Extracted data —
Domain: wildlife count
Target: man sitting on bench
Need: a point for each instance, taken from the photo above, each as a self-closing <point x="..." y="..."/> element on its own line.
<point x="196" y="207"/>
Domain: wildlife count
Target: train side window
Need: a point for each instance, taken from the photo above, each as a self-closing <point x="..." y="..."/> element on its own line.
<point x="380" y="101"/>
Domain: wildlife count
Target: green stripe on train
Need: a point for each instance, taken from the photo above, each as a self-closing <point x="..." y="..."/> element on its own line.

* * *

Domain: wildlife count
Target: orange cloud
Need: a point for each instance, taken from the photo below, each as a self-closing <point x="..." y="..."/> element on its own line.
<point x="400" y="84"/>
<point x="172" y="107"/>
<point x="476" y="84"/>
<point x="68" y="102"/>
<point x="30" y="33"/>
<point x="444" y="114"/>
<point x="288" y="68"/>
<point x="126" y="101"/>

* * *

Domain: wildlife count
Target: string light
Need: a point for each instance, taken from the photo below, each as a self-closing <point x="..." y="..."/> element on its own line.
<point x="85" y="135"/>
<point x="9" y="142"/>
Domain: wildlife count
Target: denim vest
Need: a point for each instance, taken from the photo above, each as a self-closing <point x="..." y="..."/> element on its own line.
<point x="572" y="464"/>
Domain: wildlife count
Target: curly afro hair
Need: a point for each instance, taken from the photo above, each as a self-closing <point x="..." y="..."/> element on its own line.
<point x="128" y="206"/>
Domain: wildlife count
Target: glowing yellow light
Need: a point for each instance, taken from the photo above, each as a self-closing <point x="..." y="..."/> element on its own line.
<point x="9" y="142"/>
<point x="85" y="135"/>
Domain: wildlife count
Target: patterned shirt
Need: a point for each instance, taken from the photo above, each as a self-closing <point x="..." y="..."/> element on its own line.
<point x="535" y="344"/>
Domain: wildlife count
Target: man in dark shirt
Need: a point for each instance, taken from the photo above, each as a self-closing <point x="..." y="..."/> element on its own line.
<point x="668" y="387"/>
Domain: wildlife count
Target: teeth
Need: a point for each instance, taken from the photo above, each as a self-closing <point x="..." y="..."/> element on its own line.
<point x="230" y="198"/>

Written instruction — Pick out and copy every line in the records above that contains the word "Target", matching its capitalization exactly.

Finished task —
Target: man sitting on bench
Target: train side window
Target: green stripe on train
Target: orange cloud
Target: string light
Target: denim vest
Target: curly afro hair
Target: glowing yellow light
Target: patterned shirt
Target: man in dark shirt
Target: teeth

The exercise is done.